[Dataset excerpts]
+++

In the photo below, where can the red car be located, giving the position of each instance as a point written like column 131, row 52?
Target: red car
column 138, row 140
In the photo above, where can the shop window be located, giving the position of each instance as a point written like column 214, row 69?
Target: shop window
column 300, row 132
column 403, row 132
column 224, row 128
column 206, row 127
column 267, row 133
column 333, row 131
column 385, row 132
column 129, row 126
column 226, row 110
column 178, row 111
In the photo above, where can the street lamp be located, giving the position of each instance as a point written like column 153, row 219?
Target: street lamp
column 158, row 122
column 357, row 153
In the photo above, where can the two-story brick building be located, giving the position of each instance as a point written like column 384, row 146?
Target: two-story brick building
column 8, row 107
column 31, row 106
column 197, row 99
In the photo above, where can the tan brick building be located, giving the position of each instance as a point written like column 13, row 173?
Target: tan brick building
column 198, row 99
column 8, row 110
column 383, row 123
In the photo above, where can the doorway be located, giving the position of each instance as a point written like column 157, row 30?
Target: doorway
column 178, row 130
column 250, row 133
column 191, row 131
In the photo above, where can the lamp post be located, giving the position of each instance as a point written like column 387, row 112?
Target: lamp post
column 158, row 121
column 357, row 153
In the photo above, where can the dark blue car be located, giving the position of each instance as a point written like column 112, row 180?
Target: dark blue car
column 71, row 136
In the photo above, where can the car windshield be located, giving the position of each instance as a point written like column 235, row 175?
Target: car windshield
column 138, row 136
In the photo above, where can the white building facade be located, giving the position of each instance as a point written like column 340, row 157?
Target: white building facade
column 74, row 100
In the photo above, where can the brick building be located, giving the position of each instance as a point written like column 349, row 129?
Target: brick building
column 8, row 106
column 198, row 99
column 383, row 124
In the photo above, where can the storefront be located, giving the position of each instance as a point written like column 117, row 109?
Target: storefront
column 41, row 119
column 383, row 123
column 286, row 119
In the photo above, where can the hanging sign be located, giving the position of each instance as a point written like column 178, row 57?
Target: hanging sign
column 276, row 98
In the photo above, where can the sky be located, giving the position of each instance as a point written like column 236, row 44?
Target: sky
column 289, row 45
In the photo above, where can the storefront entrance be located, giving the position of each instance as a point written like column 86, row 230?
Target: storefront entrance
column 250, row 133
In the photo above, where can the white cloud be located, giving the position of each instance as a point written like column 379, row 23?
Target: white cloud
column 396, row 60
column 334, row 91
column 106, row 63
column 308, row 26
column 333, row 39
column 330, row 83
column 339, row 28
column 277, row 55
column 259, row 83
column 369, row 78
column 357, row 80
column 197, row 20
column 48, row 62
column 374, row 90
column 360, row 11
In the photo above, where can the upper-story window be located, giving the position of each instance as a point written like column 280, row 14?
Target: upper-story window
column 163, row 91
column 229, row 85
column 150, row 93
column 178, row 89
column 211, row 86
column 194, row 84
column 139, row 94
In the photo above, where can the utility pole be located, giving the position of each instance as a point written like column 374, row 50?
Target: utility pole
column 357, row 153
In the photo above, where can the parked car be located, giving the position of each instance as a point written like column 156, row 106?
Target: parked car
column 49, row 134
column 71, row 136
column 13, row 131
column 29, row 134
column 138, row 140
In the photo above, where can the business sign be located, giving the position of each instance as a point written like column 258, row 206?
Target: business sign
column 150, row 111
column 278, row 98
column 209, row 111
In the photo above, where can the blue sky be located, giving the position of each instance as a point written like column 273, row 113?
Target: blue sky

+++

» TASK GOAL: I'd like the lines above from the one with "In the photo above, where can the white cloud" up to and including the one with "In the photo above, where can the upper-story" copied exactly, with no other lines.

» OUTPUT OF THE EXERCISE:
In the photo above, where can the white cloud be located, giving the position of each instance as a point written like column 379, row 23?
Target: white cloud
column 396, row 60
column 334, row 91
column 106, row 63
column 308, row 26
column 333, row 39
column 330, row 83
column 339, row 28
column 277, row 55
column 259, row 83
column 369, row 78
column 357, row 80
column 197, row 20
column 48, row 62
column 374, row 90
column 360, row 11
In the photo above, where can the upper-story window be located, giving the position of each instance as a point written like column 280, row 14?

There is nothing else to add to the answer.